Directive 1 = In the battery power post, reproduce the text starting at "I know that" and ending at "for my inverter.", swapping "garage" for "scrapyard".
Directive 2 = According to the battery power post, what cable did the poster use to make the jump leads?

Document section =
>>

[Date Prev][Date Next][Thread Prev][Thread Next][Date Index][Thread Index]
Re: Battery power for big SSTC
Original poster: Matthew Smith <matt-at-kbc-dot-net.au>
Hi All
Hee, hee! Looks like I wasn't the only one thinking down this road!
If you need hefty cable, I once made some serious jump leads using welding
cable - lots and lots of copper, no heating even when cranking a 3.3
Perkins diesel for *ages*.
I know that scrap batteries come in various conditions, but the garage from
where I got them was so glad for me to take them away that they actually
used an electronic tester which simluates starts and everything so that I
got a pretty decent set of batteries for my inverter.

<<

Data listing =
>>

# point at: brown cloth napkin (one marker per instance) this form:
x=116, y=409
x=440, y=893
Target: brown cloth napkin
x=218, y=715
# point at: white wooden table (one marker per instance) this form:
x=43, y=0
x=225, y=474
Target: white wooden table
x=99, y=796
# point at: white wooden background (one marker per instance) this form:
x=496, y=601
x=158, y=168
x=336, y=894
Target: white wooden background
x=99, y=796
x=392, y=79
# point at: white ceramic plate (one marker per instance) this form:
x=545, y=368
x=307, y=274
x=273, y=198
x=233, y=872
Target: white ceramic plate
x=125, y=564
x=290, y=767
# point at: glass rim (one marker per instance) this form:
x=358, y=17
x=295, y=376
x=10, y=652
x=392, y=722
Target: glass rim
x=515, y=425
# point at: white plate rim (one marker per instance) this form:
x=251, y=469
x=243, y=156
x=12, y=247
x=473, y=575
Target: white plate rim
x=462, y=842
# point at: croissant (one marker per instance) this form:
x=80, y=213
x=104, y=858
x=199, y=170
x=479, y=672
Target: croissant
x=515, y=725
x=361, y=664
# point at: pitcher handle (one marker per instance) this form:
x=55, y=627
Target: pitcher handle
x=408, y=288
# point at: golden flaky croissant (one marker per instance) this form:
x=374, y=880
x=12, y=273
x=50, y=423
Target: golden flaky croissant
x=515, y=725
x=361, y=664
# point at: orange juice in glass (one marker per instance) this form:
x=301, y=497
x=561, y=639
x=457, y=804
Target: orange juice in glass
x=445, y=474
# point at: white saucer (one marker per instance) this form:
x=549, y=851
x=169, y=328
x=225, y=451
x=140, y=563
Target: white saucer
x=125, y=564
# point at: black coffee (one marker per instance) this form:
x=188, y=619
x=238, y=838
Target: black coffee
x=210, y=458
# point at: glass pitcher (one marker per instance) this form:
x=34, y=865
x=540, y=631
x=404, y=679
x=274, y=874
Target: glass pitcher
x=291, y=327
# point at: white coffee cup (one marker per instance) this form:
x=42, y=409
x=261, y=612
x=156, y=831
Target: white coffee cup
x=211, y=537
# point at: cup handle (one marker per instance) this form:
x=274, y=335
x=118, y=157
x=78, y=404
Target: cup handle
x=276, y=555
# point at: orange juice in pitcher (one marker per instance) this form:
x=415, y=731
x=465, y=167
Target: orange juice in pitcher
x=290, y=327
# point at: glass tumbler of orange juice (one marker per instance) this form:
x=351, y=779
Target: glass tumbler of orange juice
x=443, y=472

<<

Final result 1 =
I know that scrap batteries come in various conditions, but the scrapyard from
where I got them was so glad for me to take them away that they actually
used an electronic tester which simluates starts and everything so that I
got a pretty decent set of batteries for my inverter.

Final result 2 = Welding cable.